┌─ EXCERPT PROVIDED

Her husband may have been the leader of the free-world, but he told historian and family friend, Jon Meacham, “She’s the rock of the family, the leader of the family.”  Together, George and Barbara Bush led that family into service, to their nation, friends, and strangers.  Their contributions contained the examples they set, not just what they accomplished.

Our loss upon her passing is not tinged in tragedy.  We did not witness a life cut short or that left its work unfinished.  Barbara Bush left nothing undone.  In the rich fullness of her life, she completed her mission, as a loving wife, exacting mother, warm friend, and First Lady of a nation she made stronger.  She proved that good people, the best among us, can also be powerful people, who should expect the best from each other.  Her life was a triumph of elegance over style, substance over notoriety, and self-respect over self-indulgence.

└─
┌─ STORED DATA

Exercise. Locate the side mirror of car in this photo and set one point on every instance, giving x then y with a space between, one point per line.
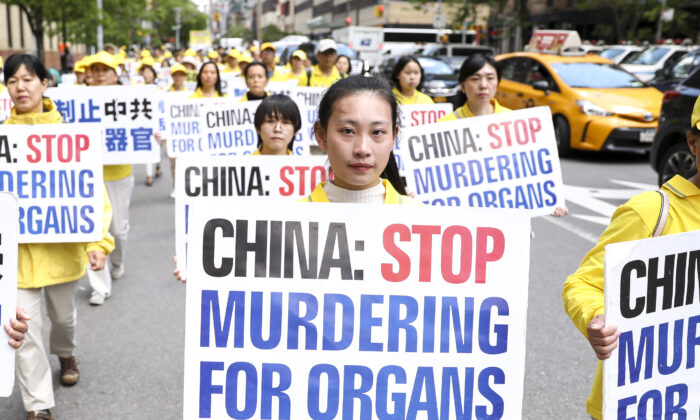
541 85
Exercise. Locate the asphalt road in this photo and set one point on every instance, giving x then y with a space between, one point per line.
131 349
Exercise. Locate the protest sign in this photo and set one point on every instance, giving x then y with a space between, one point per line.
127 116
8 286
416 116
313 312
652 295
56 171
506 160
213 178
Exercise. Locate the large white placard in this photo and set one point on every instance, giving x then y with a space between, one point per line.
215 178
56 171
506 160
652 295
127 116
8 287
355 311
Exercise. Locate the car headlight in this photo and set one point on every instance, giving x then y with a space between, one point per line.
589 108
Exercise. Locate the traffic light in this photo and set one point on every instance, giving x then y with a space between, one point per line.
379 10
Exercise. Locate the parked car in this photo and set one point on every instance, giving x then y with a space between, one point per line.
668 77
669 153
618 53
440 82
595 104
655 58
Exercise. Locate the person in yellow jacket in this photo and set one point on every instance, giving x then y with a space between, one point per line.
357 126
51 268
583 292
277 122
208 82
479 76
120 186
256 81
407 78
325 73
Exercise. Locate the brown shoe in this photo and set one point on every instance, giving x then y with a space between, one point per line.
69 370
39 415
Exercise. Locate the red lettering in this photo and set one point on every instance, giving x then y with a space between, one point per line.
465 258
30 143
404 268
483 256
426 233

└─

* _CHALLENGES_:
A - Answer these questions about the tribute to Barbara Bush, one per line:
(i) To whom did her husband describe her as "the rock of the family"?
(ii) In what four roles did she complete her mission?
(iii) According to the last sentence, her life was a triumph of substance over what?
B - Proceed with the tribute to Barbara Bush, writing on from its final sentence.

* _OUTPUTS IN ORDER_:
A -
(i) Jon Meacham, a historian and family friend
(ii) Loving wife, exacting mother, warm friend, and First Lady of a nation she made stronger
(iii) Notoriety

B -
Her lack of pretension, like her pearls, may seem antiquated in today’s Washington, where many measure their success in twitter followers.  That won’t count for much at their funerals.  Barbara Bush will be remembered by millions for earning a nation’s respect and returning its love.  For millennials or Gen-Xers struggling to find themselves or their purpose, Gov. Jeb Bush’s eulogy for his mother is better instruction than any “How to Feel Better About Yourself” book on Amazon. 

So, rest in peace, Barbara Bush, as you watch over us with your big pearls and grey hair. Your strength and candor will be missed, even as they remain examples for another generation, and they seek authenticity, meaning, and truth.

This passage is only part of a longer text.